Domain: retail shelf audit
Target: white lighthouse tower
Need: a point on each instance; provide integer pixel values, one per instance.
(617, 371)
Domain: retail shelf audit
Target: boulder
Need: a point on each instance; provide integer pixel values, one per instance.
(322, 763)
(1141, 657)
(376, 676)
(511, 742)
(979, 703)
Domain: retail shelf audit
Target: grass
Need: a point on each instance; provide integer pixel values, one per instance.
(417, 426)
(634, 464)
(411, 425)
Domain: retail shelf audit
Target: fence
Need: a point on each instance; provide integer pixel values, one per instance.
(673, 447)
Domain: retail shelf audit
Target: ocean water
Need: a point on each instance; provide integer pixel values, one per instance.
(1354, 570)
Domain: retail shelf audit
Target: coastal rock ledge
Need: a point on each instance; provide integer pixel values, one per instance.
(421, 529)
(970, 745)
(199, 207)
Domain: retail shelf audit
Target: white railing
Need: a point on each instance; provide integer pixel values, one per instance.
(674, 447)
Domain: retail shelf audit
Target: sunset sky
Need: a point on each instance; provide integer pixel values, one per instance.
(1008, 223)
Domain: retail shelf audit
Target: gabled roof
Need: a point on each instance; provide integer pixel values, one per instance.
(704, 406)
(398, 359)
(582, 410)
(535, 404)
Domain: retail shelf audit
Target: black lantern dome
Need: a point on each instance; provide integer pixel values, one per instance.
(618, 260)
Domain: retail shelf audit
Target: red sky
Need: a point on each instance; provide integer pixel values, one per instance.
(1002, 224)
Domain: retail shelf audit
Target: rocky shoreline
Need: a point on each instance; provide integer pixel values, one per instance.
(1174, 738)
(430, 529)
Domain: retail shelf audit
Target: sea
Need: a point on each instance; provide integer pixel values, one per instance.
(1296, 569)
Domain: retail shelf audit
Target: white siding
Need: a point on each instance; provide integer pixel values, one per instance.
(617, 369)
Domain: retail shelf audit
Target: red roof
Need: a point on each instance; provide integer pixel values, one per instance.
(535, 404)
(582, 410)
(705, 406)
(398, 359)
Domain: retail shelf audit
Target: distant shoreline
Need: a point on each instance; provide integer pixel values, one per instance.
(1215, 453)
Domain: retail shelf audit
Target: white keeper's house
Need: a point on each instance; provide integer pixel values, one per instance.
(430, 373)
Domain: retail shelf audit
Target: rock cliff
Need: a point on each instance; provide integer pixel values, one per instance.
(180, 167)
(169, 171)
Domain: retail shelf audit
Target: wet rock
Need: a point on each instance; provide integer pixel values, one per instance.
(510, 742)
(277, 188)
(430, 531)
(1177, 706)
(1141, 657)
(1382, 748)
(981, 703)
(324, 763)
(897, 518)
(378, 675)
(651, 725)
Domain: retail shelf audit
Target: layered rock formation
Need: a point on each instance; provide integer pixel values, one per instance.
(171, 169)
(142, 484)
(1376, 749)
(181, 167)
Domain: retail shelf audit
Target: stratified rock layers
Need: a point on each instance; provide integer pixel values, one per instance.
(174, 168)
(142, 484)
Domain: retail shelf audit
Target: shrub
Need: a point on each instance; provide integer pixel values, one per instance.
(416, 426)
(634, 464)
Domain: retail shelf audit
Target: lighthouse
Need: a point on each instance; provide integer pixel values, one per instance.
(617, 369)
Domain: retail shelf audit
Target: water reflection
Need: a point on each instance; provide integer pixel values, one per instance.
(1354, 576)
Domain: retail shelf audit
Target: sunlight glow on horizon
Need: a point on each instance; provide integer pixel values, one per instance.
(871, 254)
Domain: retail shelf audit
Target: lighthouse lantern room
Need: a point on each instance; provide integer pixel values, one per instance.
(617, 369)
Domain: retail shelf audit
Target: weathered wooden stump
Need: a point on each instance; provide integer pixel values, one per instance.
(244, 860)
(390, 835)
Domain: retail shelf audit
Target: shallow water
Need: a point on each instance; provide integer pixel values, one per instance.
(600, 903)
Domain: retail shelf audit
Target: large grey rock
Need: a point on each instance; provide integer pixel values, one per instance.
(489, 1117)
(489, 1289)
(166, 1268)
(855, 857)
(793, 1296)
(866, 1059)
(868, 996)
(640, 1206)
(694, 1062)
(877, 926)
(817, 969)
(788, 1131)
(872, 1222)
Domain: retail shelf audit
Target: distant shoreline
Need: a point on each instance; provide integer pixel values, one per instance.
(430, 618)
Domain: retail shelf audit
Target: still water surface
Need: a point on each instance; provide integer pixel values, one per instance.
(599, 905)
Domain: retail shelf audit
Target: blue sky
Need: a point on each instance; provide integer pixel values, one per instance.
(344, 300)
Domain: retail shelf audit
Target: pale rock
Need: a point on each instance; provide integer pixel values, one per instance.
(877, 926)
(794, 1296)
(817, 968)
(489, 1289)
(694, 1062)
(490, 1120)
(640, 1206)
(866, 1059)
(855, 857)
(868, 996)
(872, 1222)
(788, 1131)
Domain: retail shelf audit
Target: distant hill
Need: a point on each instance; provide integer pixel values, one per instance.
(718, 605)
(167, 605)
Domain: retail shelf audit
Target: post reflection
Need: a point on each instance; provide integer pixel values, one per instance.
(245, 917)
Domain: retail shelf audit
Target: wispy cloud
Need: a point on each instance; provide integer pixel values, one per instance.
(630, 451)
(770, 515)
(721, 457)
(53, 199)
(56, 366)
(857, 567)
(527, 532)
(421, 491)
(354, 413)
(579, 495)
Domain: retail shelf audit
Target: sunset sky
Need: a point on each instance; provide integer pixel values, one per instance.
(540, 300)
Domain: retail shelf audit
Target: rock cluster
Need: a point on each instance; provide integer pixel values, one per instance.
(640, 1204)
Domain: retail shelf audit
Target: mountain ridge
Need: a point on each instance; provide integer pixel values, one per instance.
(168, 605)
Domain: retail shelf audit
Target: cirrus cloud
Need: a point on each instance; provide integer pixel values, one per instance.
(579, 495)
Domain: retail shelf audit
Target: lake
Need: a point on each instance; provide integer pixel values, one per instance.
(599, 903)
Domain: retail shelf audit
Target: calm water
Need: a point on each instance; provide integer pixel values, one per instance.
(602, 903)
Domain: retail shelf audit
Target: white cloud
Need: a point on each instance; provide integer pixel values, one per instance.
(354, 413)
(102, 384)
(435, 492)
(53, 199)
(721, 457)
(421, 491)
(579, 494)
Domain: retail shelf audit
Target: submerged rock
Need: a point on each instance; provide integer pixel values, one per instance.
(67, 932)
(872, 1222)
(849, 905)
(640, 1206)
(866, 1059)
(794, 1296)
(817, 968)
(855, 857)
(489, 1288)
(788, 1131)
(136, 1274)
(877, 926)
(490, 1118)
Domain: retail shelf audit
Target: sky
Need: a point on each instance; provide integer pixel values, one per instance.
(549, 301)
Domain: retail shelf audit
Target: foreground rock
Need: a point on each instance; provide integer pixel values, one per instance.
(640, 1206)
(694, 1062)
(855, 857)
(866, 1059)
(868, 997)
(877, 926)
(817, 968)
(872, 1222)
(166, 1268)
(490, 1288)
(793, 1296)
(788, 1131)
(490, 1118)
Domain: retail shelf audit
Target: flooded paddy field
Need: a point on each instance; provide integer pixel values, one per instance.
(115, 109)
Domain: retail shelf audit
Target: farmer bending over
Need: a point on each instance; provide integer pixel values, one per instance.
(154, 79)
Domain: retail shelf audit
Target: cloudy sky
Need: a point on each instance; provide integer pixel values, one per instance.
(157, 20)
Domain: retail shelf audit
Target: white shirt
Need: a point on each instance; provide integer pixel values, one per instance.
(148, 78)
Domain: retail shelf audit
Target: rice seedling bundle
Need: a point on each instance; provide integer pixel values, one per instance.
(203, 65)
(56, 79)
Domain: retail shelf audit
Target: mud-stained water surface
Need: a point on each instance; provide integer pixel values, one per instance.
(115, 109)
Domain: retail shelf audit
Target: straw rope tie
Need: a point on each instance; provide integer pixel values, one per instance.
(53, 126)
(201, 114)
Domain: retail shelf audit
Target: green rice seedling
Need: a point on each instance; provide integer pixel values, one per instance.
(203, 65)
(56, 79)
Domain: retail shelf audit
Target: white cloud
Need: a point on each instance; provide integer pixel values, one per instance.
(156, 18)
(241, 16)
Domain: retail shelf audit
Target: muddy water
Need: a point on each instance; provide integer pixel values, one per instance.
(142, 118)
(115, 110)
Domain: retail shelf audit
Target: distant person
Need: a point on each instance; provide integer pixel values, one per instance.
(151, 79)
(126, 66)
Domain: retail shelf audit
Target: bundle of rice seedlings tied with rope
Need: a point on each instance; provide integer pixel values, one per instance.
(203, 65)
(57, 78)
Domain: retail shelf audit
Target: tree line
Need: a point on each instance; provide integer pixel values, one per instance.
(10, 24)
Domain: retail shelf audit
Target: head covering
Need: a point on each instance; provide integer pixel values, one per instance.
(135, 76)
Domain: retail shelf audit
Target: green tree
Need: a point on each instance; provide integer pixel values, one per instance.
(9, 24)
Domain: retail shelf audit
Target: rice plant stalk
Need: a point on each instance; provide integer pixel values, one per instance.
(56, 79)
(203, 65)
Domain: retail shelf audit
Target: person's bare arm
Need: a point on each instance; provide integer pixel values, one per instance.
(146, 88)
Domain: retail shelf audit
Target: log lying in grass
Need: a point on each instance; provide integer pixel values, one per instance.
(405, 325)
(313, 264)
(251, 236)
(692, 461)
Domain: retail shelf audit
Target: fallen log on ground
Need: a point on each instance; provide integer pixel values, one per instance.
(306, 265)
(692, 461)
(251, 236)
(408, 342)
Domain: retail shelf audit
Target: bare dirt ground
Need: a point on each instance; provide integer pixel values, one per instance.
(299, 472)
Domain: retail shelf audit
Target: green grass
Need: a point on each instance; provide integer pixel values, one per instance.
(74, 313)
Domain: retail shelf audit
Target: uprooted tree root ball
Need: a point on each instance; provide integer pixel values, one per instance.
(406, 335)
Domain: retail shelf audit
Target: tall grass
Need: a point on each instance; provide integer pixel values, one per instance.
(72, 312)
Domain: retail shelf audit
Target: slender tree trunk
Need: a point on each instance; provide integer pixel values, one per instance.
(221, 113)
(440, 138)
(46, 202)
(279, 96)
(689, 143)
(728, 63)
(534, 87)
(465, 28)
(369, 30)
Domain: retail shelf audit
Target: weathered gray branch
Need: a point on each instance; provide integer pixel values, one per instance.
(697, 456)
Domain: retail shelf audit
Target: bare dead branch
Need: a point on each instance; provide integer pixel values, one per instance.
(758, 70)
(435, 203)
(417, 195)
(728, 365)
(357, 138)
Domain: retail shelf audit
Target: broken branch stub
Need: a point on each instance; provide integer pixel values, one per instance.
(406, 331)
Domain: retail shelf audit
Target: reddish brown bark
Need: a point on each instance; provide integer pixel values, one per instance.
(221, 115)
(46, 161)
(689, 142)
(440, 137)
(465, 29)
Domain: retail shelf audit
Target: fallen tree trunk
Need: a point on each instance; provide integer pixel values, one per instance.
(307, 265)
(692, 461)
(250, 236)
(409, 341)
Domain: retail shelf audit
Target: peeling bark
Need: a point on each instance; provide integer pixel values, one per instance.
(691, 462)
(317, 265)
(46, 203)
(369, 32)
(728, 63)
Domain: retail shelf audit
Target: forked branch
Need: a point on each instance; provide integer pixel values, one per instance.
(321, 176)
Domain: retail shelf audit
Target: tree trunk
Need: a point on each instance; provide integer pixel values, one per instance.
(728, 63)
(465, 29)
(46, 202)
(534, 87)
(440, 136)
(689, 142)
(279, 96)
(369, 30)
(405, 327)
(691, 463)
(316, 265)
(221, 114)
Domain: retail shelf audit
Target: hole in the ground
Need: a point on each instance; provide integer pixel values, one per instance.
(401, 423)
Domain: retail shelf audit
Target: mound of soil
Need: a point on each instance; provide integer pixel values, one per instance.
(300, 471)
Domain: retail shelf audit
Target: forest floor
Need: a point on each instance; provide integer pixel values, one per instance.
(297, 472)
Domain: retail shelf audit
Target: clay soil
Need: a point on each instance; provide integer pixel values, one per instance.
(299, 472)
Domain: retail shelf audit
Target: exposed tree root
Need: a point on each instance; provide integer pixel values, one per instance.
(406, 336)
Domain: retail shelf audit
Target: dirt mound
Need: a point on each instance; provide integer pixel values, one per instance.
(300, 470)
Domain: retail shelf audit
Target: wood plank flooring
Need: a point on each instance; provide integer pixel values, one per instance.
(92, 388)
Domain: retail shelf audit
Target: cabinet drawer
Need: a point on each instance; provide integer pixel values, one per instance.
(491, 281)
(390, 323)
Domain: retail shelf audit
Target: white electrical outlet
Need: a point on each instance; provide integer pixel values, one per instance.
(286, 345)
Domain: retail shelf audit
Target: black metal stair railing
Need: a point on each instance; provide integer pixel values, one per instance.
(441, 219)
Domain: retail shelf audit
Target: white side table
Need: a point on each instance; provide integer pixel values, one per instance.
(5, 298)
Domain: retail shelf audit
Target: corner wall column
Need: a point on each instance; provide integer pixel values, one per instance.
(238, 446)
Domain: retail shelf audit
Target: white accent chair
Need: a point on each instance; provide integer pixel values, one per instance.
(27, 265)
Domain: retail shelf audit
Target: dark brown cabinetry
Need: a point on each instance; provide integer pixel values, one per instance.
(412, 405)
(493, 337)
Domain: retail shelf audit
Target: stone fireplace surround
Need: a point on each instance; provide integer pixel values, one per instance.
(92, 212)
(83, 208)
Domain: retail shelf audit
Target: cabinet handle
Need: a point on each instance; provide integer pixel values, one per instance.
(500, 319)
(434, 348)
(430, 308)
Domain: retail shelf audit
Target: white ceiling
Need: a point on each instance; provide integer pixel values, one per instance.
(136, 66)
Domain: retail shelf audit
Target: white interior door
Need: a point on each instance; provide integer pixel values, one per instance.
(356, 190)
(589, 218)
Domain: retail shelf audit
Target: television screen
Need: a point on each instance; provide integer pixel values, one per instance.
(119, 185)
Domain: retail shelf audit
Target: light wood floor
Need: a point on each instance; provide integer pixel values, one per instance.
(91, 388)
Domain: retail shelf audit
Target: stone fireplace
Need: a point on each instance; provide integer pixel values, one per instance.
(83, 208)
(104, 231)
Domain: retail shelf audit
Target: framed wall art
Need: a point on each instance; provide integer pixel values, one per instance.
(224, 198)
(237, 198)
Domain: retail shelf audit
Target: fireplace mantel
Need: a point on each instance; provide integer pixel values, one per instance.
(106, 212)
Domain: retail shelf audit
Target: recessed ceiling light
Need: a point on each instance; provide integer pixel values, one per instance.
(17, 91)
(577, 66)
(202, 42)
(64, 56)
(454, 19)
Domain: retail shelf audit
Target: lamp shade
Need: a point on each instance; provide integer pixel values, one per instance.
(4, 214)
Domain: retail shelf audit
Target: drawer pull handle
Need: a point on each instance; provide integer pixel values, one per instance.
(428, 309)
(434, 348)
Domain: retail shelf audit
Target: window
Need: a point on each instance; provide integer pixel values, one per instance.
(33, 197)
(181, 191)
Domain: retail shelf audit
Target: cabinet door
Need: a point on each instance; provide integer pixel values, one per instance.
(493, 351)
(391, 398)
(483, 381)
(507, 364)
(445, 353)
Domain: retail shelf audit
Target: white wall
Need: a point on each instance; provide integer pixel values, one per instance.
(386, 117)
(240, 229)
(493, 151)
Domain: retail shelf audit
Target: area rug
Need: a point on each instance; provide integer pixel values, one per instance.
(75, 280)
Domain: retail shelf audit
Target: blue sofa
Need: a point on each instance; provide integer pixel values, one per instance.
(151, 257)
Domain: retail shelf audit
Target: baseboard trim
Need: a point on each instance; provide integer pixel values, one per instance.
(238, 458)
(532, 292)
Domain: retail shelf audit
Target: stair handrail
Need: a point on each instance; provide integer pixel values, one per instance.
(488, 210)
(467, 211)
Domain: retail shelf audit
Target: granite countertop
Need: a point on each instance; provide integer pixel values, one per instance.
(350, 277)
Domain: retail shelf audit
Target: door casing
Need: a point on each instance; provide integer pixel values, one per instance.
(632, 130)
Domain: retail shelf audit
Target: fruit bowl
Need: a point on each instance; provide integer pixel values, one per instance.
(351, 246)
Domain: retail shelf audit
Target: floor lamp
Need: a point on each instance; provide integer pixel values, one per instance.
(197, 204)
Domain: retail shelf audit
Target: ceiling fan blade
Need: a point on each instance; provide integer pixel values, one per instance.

TASK = From the data above, pick out each line containing the string "reflection" and copy those lines in full.

OUTPUT OF THE EXERCISE =
Target: water reflection
Target: post reflection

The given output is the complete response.